Source |
# Newbie



## Jim5150 (Nov 30, 2018)

Hi everyone ! Thought I would give this a try. I'm retired and going to Mexico for a bit and possibly staying for good. I'm using Puerto Vallarta as a starting point to call home base as I look around Mexico for that special place to call home. I'm arriving in PV December 3 and I can't wait! I would love to hear from anyone in the area around that time.


----------



## chicois8 (Aug 8, 2009)

Welcome to the board Jim, I lived in a beach town north of PV for 11 years so if you have any questions about that area just ask away...........Rick


----------



## Jim5150 (Nov 30, 2018)

*Newbe*

Thanks for your reply Rick. Do you think it is realistic to think I can rent a 1_bdrm apartment with a/c for around $ 500- 600 a month in old town or close by? So hard to determine looking on line. Thanks!

Parts of the exercise |
1) In the Puerto Vallarta thread, how many years did Rick live in a beach town north of PV?
2) Continue the Puerto Vallarta thread from its last post.

Entries supplied |
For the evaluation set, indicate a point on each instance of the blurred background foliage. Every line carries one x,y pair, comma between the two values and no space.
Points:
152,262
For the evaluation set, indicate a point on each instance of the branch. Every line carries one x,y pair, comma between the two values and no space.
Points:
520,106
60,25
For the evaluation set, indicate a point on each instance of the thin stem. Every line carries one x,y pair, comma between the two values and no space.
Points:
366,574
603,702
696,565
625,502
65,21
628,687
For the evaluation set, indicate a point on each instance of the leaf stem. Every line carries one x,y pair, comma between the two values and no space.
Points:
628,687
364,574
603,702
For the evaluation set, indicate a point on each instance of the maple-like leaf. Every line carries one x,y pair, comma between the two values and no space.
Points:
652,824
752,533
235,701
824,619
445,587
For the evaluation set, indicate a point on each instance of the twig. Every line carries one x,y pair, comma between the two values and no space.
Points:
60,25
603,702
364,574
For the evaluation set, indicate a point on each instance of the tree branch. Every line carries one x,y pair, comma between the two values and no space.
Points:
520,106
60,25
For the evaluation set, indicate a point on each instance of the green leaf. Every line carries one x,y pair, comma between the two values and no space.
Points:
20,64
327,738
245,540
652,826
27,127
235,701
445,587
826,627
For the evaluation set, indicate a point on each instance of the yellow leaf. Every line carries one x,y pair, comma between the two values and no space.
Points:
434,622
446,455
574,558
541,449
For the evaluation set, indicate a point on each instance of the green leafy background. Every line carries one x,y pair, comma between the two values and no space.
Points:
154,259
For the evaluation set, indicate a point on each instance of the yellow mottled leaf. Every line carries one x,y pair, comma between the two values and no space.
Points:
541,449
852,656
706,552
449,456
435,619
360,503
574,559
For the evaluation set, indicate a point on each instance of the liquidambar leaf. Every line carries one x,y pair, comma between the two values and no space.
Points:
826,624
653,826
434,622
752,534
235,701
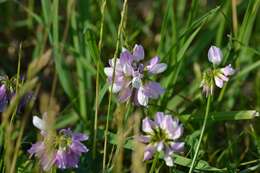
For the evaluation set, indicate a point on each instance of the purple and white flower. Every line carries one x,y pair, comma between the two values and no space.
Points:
130,76
215,55
161,135
217,75
63,151
4,98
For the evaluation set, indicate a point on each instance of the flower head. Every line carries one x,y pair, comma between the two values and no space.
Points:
131,76
216,75
161,135
215,55
63,150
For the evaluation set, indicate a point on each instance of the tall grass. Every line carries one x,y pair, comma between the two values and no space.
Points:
65,47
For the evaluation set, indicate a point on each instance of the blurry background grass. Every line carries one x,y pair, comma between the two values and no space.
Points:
180,32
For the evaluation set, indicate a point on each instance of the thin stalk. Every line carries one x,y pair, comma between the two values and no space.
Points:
201,134
97,76
17,77
154,164
120,29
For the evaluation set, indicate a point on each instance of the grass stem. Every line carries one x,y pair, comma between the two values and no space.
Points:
201,134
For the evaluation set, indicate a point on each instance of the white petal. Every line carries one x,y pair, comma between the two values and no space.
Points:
218,82
168,160
158,68
39,123
116,88
108,71
142,99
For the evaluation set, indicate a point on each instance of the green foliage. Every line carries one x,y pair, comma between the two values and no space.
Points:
63,57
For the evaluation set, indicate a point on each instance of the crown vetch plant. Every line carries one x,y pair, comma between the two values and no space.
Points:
63,150
161,135
132,76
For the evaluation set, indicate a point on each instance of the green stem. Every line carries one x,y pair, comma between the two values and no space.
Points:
201,134
97,77
154,163
120,30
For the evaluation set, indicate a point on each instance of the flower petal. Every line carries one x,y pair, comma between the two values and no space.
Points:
124,94
39,123
159,118
153,90
126,58
148,153
108,71
228,70
148,125
177,146
138,52
141,97
218,82
160,146
168,160
144,139
158,68
215,55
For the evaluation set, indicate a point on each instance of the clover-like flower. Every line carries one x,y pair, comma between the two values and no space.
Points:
161,135
215,75
64,150
131,76
3,97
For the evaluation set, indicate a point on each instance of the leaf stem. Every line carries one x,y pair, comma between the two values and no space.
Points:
154,163
120,30
201,134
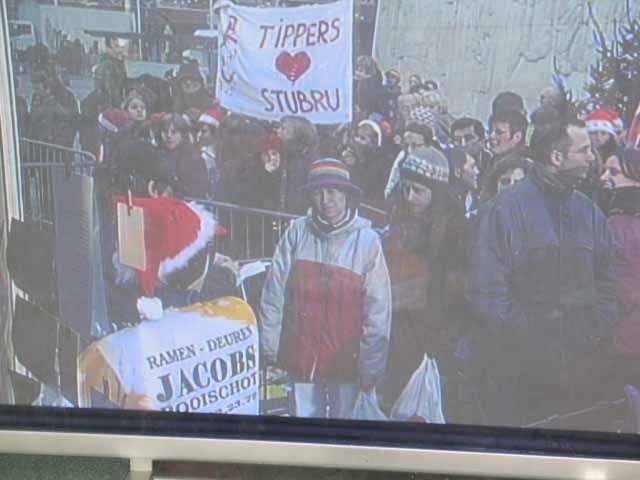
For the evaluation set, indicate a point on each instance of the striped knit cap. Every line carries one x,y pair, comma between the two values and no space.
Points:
330,173
426,165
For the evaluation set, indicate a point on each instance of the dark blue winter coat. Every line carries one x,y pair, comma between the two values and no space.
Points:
542,284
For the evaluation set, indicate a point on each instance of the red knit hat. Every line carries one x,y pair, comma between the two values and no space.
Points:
212,116
269,142
114,119
604,120
174,233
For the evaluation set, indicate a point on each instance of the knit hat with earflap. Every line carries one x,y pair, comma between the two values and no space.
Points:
426,166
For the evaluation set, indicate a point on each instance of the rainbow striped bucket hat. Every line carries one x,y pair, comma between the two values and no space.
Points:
330,173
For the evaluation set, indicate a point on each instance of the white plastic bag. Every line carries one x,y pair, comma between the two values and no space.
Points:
421,399
366,407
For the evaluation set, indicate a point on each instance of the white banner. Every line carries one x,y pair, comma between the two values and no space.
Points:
287,61
202,358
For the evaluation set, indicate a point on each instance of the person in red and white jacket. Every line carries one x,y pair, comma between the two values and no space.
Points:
325,312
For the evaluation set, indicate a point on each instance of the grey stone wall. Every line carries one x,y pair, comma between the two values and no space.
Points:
477,48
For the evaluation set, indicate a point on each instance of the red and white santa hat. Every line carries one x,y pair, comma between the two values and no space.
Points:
212,116
604,120
174,232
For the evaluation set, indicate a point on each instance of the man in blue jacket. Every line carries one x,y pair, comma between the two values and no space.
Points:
542,285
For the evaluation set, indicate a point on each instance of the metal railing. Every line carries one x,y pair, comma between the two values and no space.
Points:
253,233
38,159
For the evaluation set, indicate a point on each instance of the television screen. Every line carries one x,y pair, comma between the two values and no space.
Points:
425,214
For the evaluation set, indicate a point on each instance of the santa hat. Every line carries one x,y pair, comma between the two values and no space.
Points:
174,233
269,142
376,128
113,120
212,116
604,120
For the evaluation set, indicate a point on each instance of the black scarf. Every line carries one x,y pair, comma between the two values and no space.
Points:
625,200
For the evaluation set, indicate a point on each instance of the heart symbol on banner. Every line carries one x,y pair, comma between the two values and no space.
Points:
293,66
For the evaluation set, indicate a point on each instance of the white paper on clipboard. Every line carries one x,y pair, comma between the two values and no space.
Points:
131,246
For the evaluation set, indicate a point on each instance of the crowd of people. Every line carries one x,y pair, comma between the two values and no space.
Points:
510,255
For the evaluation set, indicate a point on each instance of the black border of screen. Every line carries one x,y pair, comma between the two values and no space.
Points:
457,438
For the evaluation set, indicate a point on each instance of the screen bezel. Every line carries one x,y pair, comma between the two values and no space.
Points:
463,450
451,449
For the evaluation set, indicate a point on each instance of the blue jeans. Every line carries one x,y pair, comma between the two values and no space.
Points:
323,400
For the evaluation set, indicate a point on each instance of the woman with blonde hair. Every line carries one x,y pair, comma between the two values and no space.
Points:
300,149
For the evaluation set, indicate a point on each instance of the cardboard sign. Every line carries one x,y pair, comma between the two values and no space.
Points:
203,358
131,247
287,61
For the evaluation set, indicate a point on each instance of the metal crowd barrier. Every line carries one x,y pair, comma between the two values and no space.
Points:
253,233
38,159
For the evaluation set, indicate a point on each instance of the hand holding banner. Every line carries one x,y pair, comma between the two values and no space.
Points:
287,61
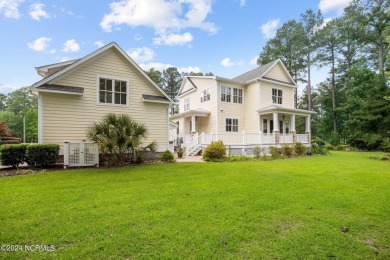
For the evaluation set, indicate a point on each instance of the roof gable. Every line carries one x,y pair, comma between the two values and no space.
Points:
81,62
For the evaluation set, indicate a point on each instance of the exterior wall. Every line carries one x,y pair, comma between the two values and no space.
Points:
231,110
252,93
204,124
67,117
278,73
266,94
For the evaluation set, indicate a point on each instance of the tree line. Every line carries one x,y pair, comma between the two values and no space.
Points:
353,102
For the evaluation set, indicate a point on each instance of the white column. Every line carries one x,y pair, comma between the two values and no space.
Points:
292,123
308,125
193,124
276,122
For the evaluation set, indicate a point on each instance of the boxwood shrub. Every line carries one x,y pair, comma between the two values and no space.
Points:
42,154
13,154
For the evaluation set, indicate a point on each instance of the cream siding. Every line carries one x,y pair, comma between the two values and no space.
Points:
278,73
251,105
231,110
67,117
266,95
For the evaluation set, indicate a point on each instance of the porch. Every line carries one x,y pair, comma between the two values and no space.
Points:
241,143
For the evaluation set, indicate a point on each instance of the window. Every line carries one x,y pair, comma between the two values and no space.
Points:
226,94
186,104
237,95
231,125
276,96
112,91
265,126
205,95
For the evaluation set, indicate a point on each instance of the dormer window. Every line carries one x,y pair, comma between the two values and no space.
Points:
205,95
277,96
186,104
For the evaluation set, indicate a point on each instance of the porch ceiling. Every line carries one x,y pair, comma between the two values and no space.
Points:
194,112
281,109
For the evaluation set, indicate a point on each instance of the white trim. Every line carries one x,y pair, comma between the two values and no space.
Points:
56,91
40,118
188,92
284,69
113,78
278,83
92,55
156,101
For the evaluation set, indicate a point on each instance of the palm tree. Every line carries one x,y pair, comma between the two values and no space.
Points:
118,135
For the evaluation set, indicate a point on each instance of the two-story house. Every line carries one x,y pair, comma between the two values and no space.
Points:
252,109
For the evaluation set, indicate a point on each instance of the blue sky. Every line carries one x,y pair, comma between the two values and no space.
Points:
220,36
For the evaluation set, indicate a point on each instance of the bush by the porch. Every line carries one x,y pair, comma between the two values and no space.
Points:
214,152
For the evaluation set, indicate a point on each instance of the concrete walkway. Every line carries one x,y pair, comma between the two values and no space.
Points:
197,158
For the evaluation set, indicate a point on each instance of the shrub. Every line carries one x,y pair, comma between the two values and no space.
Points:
300,149
215,152
42,155
13,155
386,144
330,147
167,156
257,151
239,158
316,149
287,150
275,152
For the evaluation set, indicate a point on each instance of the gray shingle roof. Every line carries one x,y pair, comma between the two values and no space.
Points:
155,98
62,88
255,73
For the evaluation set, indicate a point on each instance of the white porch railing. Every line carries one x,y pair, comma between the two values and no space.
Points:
242,139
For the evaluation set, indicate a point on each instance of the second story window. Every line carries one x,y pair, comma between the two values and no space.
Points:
277,96
226,94
205,95
237,95
186,104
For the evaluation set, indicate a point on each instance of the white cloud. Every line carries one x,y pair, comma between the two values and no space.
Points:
6,88
99,43
163,66
40,44
254,60
141,54
161,15
71,46
36,11
269,28
338,6
227,62
10,8
63,59
173,39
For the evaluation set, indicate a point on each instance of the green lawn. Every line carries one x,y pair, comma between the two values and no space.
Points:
292,208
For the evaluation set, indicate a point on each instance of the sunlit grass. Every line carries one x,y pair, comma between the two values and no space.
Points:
292,208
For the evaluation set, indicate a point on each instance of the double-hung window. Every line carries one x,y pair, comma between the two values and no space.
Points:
226,94
231,125
186,104
205,95
113,91
237,95
277,96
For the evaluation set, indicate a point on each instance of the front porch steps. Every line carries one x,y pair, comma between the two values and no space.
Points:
194,150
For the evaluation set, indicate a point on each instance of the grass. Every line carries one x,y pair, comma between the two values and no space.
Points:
293,208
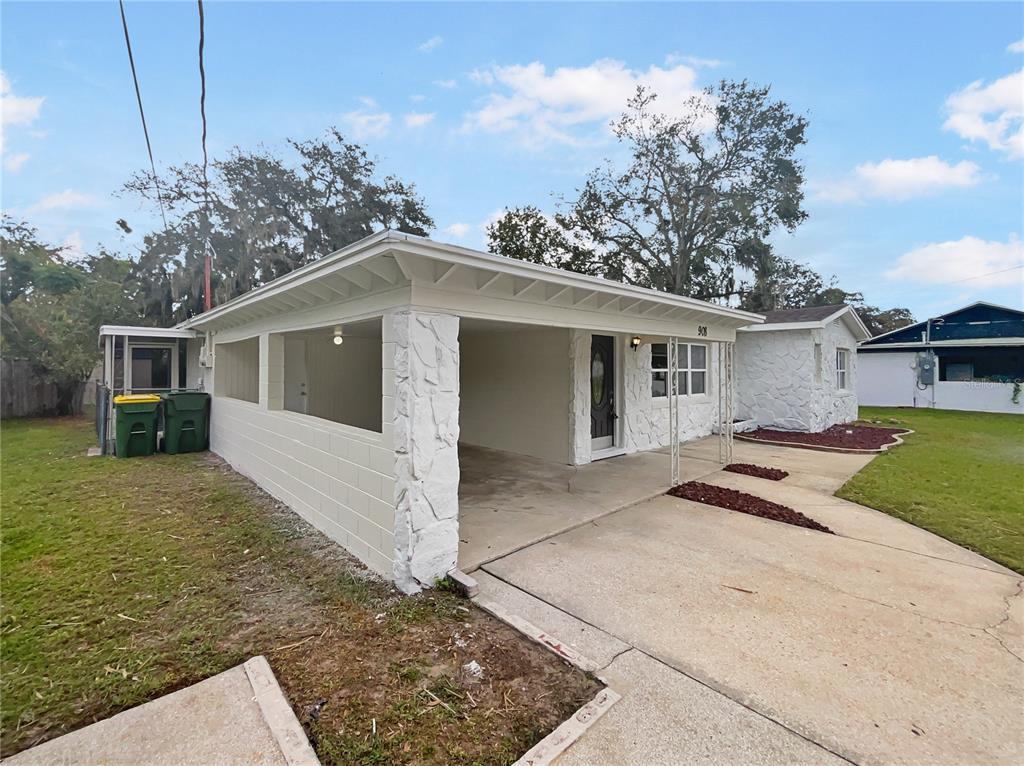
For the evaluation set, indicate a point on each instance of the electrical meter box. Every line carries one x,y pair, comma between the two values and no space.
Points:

Answers to the exercises |
1) 11 years.

2)
----------



## chicois8 (Aug 8, 2009)

You really need boots on the ground but my girlfriend rents a very nice apt. in old town and she pays $200 USD a month...You might want to stay in an inexpensive hotel like the RIO across the bridge from OT and start looking for signs and asking around......hope this helps.


----------



## Jim5150 (Nov 30, 2018)

Helps a lot thank you! Imma Google Rio now.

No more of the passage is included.